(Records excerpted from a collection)
————

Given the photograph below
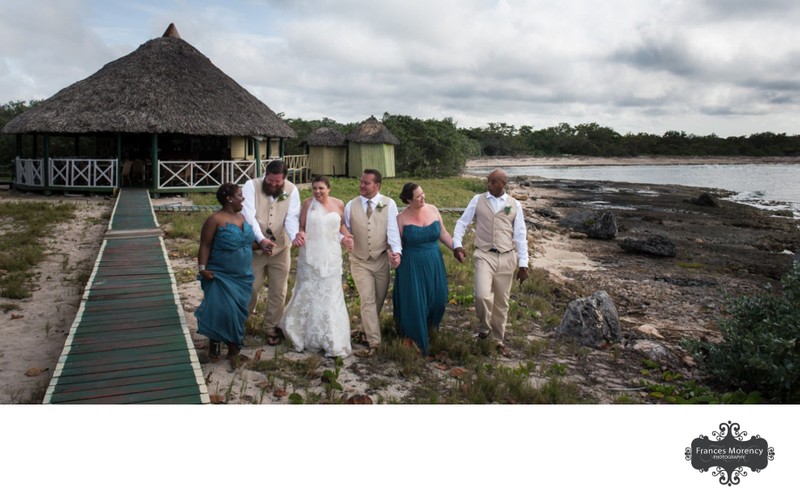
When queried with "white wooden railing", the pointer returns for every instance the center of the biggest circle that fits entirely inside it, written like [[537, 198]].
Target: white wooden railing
[[68, 173], [172, 175], [82, 173]]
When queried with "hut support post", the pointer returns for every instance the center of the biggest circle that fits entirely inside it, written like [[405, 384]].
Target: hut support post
[[119, 161], [46, 163], [154, 156], [258, 157]]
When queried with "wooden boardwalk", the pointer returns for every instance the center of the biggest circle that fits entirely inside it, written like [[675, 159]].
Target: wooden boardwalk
[[129, 342]]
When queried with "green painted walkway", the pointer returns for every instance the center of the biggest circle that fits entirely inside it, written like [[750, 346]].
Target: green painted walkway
[[129, 342]]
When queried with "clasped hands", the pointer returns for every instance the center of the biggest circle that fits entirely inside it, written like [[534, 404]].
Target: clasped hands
[[299, 239], [266, 246], [461, 255]]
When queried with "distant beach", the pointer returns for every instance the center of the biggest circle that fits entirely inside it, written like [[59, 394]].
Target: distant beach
[[577, 160]]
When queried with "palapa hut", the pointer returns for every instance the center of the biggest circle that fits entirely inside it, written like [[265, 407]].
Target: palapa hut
[[165, 110], [327, 152], [371, 146]]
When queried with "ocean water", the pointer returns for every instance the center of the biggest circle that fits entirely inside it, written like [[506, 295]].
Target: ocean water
[[771, 186]]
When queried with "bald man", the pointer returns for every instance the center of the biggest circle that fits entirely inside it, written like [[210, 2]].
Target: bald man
[[501, 248]]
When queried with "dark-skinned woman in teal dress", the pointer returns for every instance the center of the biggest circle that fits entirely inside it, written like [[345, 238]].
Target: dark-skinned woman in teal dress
[[226, 275]]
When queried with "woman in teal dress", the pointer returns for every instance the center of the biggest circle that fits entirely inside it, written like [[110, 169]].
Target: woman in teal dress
[[226, 276], [420, 283]]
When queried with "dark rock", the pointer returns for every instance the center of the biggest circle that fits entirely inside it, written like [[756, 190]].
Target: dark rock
[[591, 321], [595, 224], [705, 199], [653, 243], [655, 351], [548, 213]]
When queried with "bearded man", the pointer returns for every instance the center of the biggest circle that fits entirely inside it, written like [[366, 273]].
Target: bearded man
[[272, 207]]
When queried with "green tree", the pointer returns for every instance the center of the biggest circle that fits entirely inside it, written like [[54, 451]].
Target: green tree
[[429, 148], [8, 144]]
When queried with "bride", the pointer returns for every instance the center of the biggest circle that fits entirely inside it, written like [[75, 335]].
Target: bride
[[316, 318]]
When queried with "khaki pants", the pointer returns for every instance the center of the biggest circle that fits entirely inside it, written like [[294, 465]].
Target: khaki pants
[[372, 282], [275, 269], [494, 275]]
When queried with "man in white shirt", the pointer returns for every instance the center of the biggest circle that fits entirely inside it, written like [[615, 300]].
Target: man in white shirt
[[372, 220], [272, 208], [499, 231]]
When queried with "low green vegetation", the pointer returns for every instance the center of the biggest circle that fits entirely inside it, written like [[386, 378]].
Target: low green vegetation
[[25, 228], [760, 349]]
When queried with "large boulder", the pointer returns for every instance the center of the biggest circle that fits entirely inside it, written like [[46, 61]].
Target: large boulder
[[595, 224], [705, 199], [652, 243], [592, 321]]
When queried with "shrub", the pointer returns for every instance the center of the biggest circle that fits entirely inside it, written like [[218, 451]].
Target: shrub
[[761, 343]]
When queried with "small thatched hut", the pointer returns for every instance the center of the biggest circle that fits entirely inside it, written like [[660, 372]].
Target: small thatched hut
[[371, 146], [327, 152], [165, 104]]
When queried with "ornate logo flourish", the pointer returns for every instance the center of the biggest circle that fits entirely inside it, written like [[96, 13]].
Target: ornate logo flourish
[[729, 453]]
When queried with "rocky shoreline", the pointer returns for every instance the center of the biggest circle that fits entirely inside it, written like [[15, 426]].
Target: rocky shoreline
[[721, 249]]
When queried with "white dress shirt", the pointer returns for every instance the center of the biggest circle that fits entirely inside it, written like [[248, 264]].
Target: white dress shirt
[[292, 222], [497, 203], [392, 232]]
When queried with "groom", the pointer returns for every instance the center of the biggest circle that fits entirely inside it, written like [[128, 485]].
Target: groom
[[372, 220], [272, 207]]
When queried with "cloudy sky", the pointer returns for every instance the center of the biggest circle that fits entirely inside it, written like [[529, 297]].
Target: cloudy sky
[[728, 67]]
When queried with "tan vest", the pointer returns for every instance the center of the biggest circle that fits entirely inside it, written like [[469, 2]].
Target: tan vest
[[369, 234], [272, 214], [494, 230]]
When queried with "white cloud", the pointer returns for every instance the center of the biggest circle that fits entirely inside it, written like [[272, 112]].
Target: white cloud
[[727, 67]]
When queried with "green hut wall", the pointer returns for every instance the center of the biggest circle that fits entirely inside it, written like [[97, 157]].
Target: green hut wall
[[371, 156], [328, 160]]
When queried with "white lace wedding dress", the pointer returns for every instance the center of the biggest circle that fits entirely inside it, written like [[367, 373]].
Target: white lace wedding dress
[[316, 318]]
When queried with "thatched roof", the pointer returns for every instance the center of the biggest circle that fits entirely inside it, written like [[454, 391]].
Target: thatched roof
[[164, 86], [372, 131], [325, 136]]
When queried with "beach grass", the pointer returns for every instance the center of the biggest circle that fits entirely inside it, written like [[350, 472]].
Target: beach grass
[[27, 228]]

————

# What this task involves:
Rewrite the lines above as a numbered list, skipping any blank lines. Leave the pictures out of your answer.

# Written solution:
1. Given the photograph below
2. When queried with "white wooden railing", the pointer returns for every instance the center of the biggest circle that fits entirely inside it, written like [[537, 198]].
3. Target: white wooden railing
4. [[68, 173], [172, 175], [82, 173]]
5. When queried with "hut support post", the pointer returns for every instance the center of the biggest circle that fits entirely inside it, written like [[405, 384]].
6. Target: hut support post
7. [[119, 161], [46, 163], [154, 156], [258, 157]]
8. When queried with "wooden boardwalk", the pointer returns for every instance the center of the biggest circle that fits entirely inside it, written like [[675, 159]].
9. Target: wooden boardwalk
10. [[129, 342]]
11. When queried with "green painted walkway", the pointer returns for every instance the center of the biggest circle that fits entirely inside it, written like [[750, 346]].
12. Target: green painted walkway
13. [[129, 342]]
14. When queried with "clasped hands", the pointer returns for every instance the center of the biggest circle that fits entirely inside it, written like [[534, 404]].
15. Target: clasped hands
16. [[299, 239], [266, 246], [461, 255]]
17. When queried with "distant beach", the pointer returns for every instance the center of the biggest circle that fits entirely inside it, written like [[59, 394]].
18. Target: distant beach
19. [[577, 160]]
20. When queried with "palapa hut", the pointer returns for every instance the center of the biggest circle that fits entirely inside it, written like [[265, 407]].
21. Target: palapa hut
22. [[165, 110], [327, 152], [371, 146]]
23. When queried with "ocean water", the pointer returns for every instance the center of the biggest circle that fits entirely inside it, written like [[506, 295]].
24. Target: ocean water
25. [[771, 186]]
26. When queried with "bald man", the pointer returns for every instance the center of the biggest circle that fits entirely inside it, written like [[210, 2]].
27. Target: bald man
28. [[501, 248]]
29. When queried with "dark-skinned woman in teal dress", the pointer returns for every instance the center of the biggest circle that fits entirely inside it, written like [[345, 238]].
30. Target: dark-skinned woman in teal dress
31. [[226, 275]]
32. When queried with "woman in teal dress", the pointer returns for every instance the center of the biggest circle that fits entirely inside it, written like [[110, 169]].
33. Target: woman in teal dress
34. [[226, 276], [420, 283]]
35. When queried with "dark rock", the pointer returns for every instance the center of the biggest circle that fits entirely inside it, written like [[756, 190]].
36. Target: dark rock
37. [[591, 321], [595, 224], [705, 199], [653, 243], [655, 351], [548, 213]]
38. When queried with "bearded man", the pointer returns for every instance the center of the biggest circle that fits entirely inside it, written like [[366, 273]].
39. Target: bearded man
40. [[272, 207]]
41. When queried with "green tree", the pointer returns for every instance the center of the biggest circle that fits entirely inside it, written like [[54, 451]].
42. Target: green tree
43. [[429, 148], [8, 144]]
44. When queried with "bride", the pointer returns for every instance the center of the biggest circle that fits entirely inside it, written like [[75, 335]].
45. Target: bride
46. [[316, 318]]
47. When queried with "khaki pants", the pointer returns for every instance the center of the biggest circle that fits entirely inside it, written like [[294, 465]].
48. Target: khaki pants
49. [[372, 282], [275, 269], [494, 275]]
50. When queried with "man in white shirt", the pointer returns for every instance the center of the biggest circle that fits entirely inside it, written like [[615, 300]].
51. Target: man in white shirt
52. [[372, 220], [272, 208], [499, 231]]
53. When queried with "low green vegetation", the pointer returns for every instance the center of the biggest circle that fits entirely inside it, written like [[386, 378]].
54. Target: low green vegetation
55. [[25, 228], [760, 349]]
56. When queried with "large boulder", the pointer returns for every instance the center of the biggest circle that fits entirely inside it, written like [[46, 61]].
57. Target: large boulder
58. [[595, 224], [705, 199], [652, 243], [592, 321]]
59. When queried with "shrub", the pointer returns for every instance the center of the biggest circle that fits entirely inside it, written like [[218, 451]].
60. Target: shrub
61. [[761, 343]]
62. When queried with "small thatched hut", the pointer returns for every instance the center of the biggest circle that fits entirely inside it, written like [[660, 372]].
63. Target: small thatched hut
64. [[371, 146], [327, 152], [165, 104]]
65. When queried with "ornate logo flourish", the pointer returns for every instance the center of the biggest circle that fits entirely inside it, written like [[96, 13]].
66. Target: ornate logo flourish
67. [[729, 453]]
68. When queried with "rocky shoreline", the pointer returns for every instance the center of the biggest circle that fits entirely inside it, written like [[15, 426]].
69. Target: rocky shoreline
70. [[721, 249]]
71. When queried with "white dress shirt", the pointer returns for every instance the center of the biggest circle that fits entirely inside it, written like [[248, 264]].
72. Target: white dress shirt
73. [[292, 222], [497, 203], [392, 232]]
74. When queried with "groom", the pointer returns for every instance the center of the biggest circle that fits entirely inside it, written like [[128, 485]].
75. Target: groom
76. [[372, 220], [272, 207]]
77. When queried with "cloudy sky", the pointer returns for every instance the center of the biggest circle that fits entirely inside it, written like [[529, 297]].
78. Target: cloudy sky
79. [[728, 67]]
80. When queried with "tan vest", the pointer returns for every instance the center of the biggest circle that fits entirely inside it, written like [[469, 2]].
81. Target: tan vest
82. [[369, 234], [272, 214], [494, 230]]
83. When queried with "white cloud", the pointer returns for every instance the center of the biggest circle that fits entirely inside it, written like [[272, 112]].
84. Target: white cloud
85. [[727, 67]]
86. When queried with "green hut wall", the pointer returns for every instance the center of the biggest circle that fits entirely inside it, written like [[97, 157]].
87. Target: green hut wall
88. [[371, 156], [328, 160]]
89. When queried with "white lace wedding dress", the pointer returns for every instance the center of the biggest circle that fits entirely inside it, written like [[367, 373]].
90. Target: white lace wedding dress
91. [[316, 318]]
92. When queried with "thatched roof", the pointer returns for every instance the center of the biggest circle that fits entirely inside it, written like [[454, 391]].
93. Target: thatched roof
94. [[164, 86], [372, 131], [325, 136]]
95. When queried with "beach grass", the pointer returns for every instance the center of the biggest circle that fits entirely inside it, written like [[350, 472]].
96. Target: beach grass
97. [[27, 228]]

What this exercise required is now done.